**Tugas Wajib:**
A. Kutip dari teks tentang ekologi dan ekoreligi bagian yang dimulai dari "Alam juga bagian" sampai dengan "dimiliki oleh manusia.", keduanya ikut disalin, tanpa mengubah satu kata pun.
B. Sunting baris-baris entri dari baris yang memuat "stepped temple tier" sampai dengan baris yang memuat "[[[209,314],[208,88],[166,36],[0,57],[0,313]]]", dengan mengganti "rubble stone facade" menjadi "rough stone facade" dan membiarkan sisanya tetap sama. Tuliskan hanya baris-baris tersebut.

**Kutipan Teks:**
Rusaknya Ekologi dalam Perspektif Ekoreligi
![]() |
(Ilustrasi : Lim) |
Biliksantri.com - Hari Air Dunia yang diperingati setiap tangal 22 Maret, mengingatkan kita akan urgensi air bagi kehidupan manusia. Ditengah gencarnya pembangunan industri berbasis ekonomi yang tinggi, air menjadi sumber utama dari peradaban manusia.
Tak hanya manusia, air juga bagian terpenting dari alam dan seluruh makhluk di muka bumi. Namun, kualitas Sumber Daya Manusia (SDM) ternyata tak bisa menyeimbangkan antara alam dan kebutuhan manusia itu sendiri.
Pola hidup yang dianggap modern oleh manusia berdampak pada perubahan alam sekitar. Pembangunan berbasis ekonomi ternyata gagal dibidang sosial dan lingkungan.
Hal ini bisa dilihat dari angka kemiskinan dan bencana alam yang terjadi. Kebutuhan yang tidak diimbangi dengan pengelolaan Sumber Daya Alam (SDA) berbasis ekosistem, nyatanya mampu membuat manusia ‘kalang kabut’.
Tak heran bila sering terjadi bencana seperti banjir, longsor, kebakaran hutan, kekeringan dan lain sebagainya. Tata kelola lahan hijau yang kurang maksimal pun menjadi kian menambah persoalan.
Faktor hidrometeorologi tentu bukan satu-satunya indikator bencana alam. Faktor yang lain seperti infrastruktur sungai dan sistem drainase yang buruk, juga penebangan hutan secara tidak terkendali adalah bagian darinya.
Kerusakan alam yang diakibatkan oleh kebakaran hutan, aktivitas pertambangan dan kurangnya ruang terbuka hijau adalah bentuk konsumerisme manusia terhadap alam yang berlebihan. Deklarasi Rio de Jeneiro tahun 1992 tentang lingkungan, nyatanya masih belum bisa menyadarkan manusia tentang menjaga alam.
Ekoreligi Tentang Alam
Istilah ekoreligi mengacu pada pendidikan yang berhubungan agama. Pendidikan agama Islam terutama, tidak hanya sebatas mengajarkan tentang hablum minallah (ritual vertikal) dan minannas (kemanusiaan).
Alam juga bagian dari pendidikan agama bahkan bisa menjadi sumber rujukan mengenal Tuhannya. Seperti kisah Nabi Ibrahim AS dalam pencarian jati diri mencari Tuhan-Nya.
Oleh karenanya, pemahaman pendidikan agama tidak boleh kaku dan hanya terpaku pada ritual semata. Melainkan pendidikan agama juga memperhatikan bangunan ekologis yang telah disediaakan oleh Allah, sebagai penyokong utama manusia hidup dan hidup berkemanusiaan.
Dimensi manusia memang tak terlepas dari tiga ikatan yakni Tuhan, manusia itu sendiri, dan alam. Tuhan sebagai pijakan mencari jati diri yang bebas dari makhluk lainnya. Dimensi ini adalah dimensi pokok yang harus dimiliki oleh manusia.

**Data Kerja:**
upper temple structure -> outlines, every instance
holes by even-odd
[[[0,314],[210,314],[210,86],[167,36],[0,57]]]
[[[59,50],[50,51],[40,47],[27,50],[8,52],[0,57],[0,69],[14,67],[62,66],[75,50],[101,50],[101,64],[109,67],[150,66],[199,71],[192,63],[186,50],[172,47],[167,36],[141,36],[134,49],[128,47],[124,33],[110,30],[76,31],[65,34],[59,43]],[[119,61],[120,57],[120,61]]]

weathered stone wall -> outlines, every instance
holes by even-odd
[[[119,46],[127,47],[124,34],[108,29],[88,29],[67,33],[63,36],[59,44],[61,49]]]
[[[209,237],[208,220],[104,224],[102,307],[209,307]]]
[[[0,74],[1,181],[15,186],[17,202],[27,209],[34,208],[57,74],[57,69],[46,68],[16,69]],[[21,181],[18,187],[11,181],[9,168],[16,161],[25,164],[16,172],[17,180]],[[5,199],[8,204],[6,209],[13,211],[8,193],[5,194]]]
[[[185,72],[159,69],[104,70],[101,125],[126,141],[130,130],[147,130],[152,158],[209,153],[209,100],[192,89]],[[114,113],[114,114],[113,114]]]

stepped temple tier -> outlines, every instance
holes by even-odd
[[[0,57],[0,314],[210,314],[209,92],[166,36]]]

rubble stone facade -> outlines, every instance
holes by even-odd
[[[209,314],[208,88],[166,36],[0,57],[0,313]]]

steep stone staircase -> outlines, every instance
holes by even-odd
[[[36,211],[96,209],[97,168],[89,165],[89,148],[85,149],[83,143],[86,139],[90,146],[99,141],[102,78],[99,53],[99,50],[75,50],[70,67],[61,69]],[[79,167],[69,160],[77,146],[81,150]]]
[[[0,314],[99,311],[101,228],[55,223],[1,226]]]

**Jawaban:**
A.
Alam juga bagian dari pendidikan agama bahkan bisa menjadi sumber rujukan mengenal Tuhannya. Seperti kisah Nabi Ibrahim AS dalam pencarian jati diri mencari Tuhan-Nya.
Oleh karenanya, pemahaman pendidikan agama tidak boleh kaku dan hanya terpaku pada ritual semata. Melainkan pendidikan agama juga memperhatikan bangunan ekologis yang telah disediaakan oleh Allah, sebagai penyokong utama manusia hidup dan hidup berkemanusiaan.
Dimensi manusia memang tak terlepas dari tiga ikatan yakni Tuhan, manusia itu sendiri, dan alam. Tuhan sebagai pijakan mencari jati diri yang bebas dari makhluk lainnya. Dimensi ini adalah dimensi pokok yang harus dimiliki oleh manusia.

B.
stepped temple tier -> outlines, every instance
holes by even-odd
[[[0,57],[0,314],[210,314],[209,92],[166,36]]]

rough stone facade -> outlines, every instance
holes by even-odd
[[[209,314],[208,88],[166,36],[0,57],[0,313]]]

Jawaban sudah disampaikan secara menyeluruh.